══ TEXT EXCERPT

- Marc Brandl for DRCNet
On February 19, ten Canadian activists held a press conference announcing their plans to open Cannabis Buyers' Clubs (CBC's) across Canada, to dispense medicinal marijuana to patients in need. In an effort to openly challenge Canada's prohibition of the medicinal use of marijuana, the activists made a very public showing of explaining why the CBC's needed to be opened, where they were going to be opened, and how they will operate.
Longtime Canadian marijuana activist Chris Clay http://www.hempnation.com told The Week Online, "A nation-wide survey recently found 83% of Canadians support medical marijuana, and politicians are suddenly jumping on the bandwagon. Any police intervention would make for a tremendous amount of bad press, and the clubs would continue to operate anyway." The Week Online interviewed one of the Ontario activists, Pete Young, of the Organic Traveler hemp store in London, Ontario, on his thoughts on medical marijuana and becoming an activist.
WOL: How did you get involved in all this? How did you first become active?
Pete Young: I was a cultivator/breeder in the states for a few years before I came to London for school (photography with a major in digital imaging). While I was there, I hooked up with Chris Clay, who was the proprietor of Great Canadian Hemporium/Hemp Nation, the first cannabis shop in Canada.
WOL: What first sparked your interest in this area?
Pete Young: I had a friend who was run over by a car when he was a teenager (crushed pelvis and lower spin damage). He was using Marijuana to help control the massive pain. He was eventually busted for growing 4-6 plants in his closet. At the time, he was a legal morphine junky for 8 to 11 years, and was using marijuana to wean off of narcotics. He got a doctor's note to show to the judge, but the charges were only reduced, NOT dropped, and he was put back on morphine. Last year he finally became immune to the morphine, and his doctor was forced to place him on LEGAL HEROIN.

════

WHAT YOU WILL DO: Print the article on Canada's Cannabis Buyers' Clubs in full, without altering a single word.

══ PROVIDED RECORDS

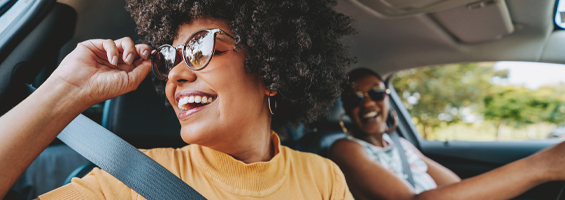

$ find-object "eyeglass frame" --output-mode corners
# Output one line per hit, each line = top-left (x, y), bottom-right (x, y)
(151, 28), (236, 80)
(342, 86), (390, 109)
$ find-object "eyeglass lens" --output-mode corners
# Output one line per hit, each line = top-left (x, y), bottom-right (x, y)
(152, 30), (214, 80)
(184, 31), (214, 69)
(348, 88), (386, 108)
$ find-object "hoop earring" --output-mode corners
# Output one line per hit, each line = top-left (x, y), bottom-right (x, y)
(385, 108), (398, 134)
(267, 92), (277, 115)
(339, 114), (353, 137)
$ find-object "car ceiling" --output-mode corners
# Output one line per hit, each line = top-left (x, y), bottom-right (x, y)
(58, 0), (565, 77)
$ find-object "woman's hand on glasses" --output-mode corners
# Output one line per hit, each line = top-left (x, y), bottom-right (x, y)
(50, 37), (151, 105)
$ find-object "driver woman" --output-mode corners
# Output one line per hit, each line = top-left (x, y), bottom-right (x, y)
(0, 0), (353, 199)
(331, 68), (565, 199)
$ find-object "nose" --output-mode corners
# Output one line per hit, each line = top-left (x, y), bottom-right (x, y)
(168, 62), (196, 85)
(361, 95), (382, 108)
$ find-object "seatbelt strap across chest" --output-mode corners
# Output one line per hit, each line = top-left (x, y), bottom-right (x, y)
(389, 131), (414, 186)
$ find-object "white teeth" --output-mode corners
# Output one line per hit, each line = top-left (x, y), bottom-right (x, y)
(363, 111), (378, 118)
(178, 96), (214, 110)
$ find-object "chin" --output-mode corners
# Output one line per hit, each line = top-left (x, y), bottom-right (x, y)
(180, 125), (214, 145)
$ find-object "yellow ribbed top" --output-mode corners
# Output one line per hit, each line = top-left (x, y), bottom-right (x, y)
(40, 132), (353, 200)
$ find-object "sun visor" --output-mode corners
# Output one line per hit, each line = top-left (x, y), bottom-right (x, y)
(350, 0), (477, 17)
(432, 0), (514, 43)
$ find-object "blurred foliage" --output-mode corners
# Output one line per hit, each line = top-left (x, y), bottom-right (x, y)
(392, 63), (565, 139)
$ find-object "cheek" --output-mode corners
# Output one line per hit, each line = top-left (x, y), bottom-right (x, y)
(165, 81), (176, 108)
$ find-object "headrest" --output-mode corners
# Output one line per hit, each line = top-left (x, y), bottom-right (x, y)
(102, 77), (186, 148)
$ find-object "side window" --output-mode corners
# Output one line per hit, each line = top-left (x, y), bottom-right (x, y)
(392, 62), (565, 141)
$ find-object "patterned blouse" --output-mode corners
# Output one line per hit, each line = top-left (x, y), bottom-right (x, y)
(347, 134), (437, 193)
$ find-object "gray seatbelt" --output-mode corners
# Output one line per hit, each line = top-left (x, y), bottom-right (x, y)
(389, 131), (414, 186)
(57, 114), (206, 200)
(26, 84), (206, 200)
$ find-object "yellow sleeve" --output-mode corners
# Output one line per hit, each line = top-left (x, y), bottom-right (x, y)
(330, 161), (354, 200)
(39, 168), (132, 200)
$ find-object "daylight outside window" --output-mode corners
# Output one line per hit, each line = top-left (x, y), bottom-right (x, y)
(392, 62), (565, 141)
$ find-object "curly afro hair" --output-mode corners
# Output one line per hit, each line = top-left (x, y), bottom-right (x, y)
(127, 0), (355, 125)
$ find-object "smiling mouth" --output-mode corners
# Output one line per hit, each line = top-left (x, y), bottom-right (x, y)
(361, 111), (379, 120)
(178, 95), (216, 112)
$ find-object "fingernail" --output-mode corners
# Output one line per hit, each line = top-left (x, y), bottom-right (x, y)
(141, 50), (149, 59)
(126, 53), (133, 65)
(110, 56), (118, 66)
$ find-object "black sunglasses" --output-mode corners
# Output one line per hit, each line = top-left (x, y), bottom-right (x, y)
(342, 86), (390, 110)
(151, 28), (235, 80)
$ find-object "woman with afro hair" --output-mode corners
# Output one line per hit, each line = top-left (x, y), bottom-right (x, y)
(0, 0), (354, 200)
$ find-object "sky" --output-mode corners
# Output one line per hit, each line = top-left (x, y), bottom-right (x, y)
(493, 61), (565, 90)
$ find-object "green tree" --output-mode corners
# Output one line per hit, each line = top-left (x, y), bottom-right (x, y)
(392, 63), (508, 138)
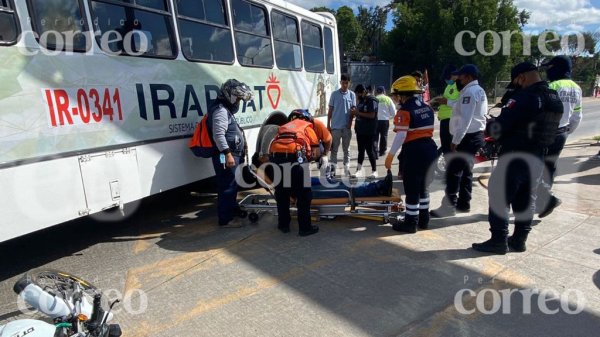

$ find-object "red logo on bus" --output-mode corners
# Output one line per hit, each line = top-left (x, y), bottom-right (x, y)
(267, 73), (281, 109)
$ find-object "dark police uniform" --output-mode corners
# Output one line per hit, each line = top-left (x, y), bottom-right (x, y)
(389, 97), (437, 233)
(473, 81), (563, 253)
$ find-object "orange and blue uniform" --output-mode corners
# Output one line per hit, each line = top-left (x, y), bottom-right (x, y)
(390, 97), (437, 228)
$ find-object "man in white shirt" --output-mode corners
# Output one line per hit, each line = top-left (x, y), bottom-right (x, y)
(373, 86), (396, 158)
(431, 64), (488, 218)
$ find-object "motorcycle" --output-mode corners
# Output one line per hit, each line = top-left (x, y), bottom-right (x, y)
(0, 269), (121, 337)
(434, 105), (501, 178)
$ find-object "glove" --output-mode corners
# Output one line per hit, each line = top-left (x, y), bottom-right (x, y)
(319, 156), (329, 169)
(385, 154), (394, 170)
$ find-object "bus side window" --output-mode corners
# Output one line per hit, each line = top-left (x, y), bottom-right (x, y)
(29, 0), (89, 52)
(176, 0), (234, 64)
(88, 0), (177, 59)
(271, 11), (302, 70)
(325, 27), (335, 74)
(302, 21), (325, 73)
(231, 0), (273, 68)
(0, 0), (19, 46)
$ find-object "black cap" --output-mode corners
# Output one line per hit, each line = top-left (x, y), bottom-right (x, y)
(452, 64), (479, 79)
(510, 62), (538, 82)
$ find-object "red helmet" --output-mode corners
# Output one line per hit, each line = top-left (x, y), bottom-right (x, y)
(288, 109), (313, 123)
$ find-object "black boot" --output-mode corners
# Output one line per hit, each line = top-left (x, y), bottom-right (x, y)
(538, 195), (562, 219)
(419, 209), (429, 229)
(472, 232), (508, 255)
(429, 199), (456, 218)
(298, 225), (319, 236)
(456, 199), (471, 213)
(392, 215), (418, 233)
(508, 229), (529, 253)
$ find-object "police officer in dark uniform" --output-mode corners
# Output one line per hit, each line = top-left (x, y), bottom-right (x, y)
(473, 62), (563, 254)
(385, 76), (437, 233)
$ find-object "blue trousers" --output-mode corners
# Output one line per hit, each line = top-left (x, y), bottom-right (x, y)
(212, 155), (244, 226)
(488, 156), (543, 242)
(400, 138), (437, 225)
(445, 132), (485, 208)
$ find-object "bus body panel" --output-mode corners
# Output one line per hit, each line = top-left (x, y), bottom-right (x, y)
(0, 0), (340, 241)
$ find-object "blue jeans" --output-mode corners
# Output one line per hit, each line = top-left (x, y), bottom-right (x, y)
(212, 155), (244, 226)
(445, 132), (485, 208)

════
══ PROVIDED RECORDS

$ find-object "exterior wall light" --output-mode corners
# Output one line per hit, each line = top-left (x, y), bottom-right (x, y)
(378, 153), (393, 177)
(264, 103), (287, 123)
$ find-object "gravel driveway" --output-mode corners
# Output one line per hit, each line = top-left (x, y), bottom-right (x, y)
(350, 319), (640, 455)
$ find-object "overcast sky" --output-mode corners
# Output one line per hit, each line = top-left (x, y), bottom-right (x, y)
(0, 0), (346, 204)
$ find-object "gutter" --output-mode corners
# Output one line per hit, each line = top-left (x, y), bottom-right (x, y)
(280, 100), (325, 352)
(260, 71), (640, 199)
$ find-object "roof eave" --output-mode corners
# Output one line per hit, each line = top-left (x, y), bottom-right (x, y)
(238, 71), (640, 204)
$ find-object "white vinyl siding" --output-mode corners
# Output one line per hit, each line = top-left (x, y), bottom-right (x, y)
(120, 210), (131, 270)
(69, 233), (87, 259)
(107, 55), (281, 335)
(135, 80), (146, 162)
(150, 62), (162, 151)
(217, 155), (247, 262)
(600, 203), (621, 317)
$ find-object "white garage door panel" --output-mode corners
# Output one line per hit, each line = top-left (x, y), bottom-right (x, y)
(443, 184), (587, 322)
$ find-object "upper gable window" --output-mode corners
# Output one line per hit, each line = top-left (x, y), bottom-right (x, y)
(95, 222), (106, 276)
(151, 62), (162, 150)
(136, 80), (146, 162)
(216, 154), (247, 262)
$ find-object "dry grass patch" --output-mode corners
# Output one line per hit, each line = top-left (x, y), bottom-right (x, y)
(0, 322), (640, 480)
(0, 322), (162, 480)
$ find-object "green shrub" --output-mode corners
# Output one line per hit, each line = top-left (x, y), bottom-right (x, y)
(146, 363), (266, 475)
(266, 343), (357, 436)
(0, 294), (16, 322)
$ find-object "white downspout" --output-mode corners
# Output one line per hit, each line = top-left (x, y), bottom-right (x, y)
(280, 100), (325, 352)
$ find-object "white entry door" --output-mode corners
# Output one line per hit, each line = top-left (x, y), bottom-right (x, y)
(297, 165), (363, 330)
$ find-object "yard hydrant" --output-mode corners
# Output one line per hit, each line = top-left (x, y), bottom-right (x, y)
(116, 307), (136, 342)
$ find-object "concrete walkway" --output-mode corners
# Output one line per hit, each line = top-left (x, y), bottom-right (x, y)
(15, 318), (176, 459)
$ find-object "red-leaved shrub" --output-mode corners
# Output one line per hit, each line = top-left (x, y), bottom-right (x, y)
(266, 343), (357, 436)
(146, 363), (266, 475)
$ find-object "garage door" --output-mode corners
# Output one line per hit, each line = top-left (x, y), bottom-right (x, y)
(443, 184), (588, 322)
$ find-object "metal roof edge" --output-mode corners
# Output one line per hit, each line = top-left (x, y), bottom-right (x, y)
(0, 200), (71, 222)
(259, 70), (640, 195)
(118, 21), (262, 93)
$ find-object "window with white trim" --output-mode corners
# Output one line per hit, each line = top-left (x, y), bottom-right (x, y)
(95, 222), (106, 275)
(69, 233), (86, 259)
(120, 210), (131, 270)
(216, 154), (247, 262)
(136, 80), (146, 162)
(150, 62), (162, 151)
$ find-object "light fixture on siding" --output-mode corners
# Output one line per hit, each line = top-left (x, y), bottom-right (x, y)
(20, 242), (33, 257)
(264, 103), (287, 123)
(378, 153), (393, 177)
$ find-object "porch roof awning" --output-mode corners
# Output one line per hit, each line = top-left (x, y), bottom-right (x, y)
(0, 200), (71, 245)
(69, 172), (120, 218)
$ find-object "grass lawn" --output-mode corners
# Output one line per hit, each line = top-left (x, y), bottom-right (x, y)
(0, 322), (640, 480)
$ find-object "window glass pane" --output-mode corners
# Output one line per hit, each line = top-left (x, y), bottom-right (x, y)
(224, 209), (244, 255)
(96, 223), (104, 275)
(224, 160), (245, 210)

════

THE COMPLETED TASK:
- Marc Brandl for DRCNet
On February 19, ten Canadian activists held a press conference announcing their plans to open Cannabis Buyers' Clubs (CBC's) across Canada, to dispense medicinal marijuana to patients in need. In an effort to openly challenge Canada's prohibition of the medicinal use of marijuana, the activists made a very public showing of explaining why the CBC's needed to be opened, where they were going to be opened, and how they will operate.
Longtime Canadian marijuana activist Chris Clay http://www.hempnation.com told The Week Online, "A nation-wide survey recently found 83% of Canadians support medical marijuana, and politicians are suddenly jumping on the bandwagon. Any police intervention would make for a tremendous amount of bad press, and the clubs would continue to operate anyway." The Week Online interviewed one of the Ontario activists, Pete Young, of the Organic Traveler hemp store in London, Ontario, on his thoughts on medical marijuana and becoming an activist.
WOL: How did you get involved in all this? How did you first become active?
Pete Young: I was a cultivator/breeder in the states for a few years before I came to London for school (photography with a major in digital imaging). While I was there, I hooked up with Chris Clay, who was the proprietor of Great Canadian Hemporium/Hemp Nation, the first cannabis shop in Canada.
WOL: What first sparked your interest in this area?
Pete Young: I had a friend who was run over by a car when he was a teenager (crushed pelvis and lower spin damage). He was using Marijuana to help control the massive pain. He was eventually busted for growing 4-6 plants in his closet. At the time, he was a legal morphine junky for 8 to 11 years, and was using marijuana to wean off of narcotics. He got a doctor's note to show to the judge, but the charges were only reduced, NOT dropped, and he was put back on morphine. Last year he finally became immune to the morphine, and his doctor was forced to place him on LEGAL HEROIN.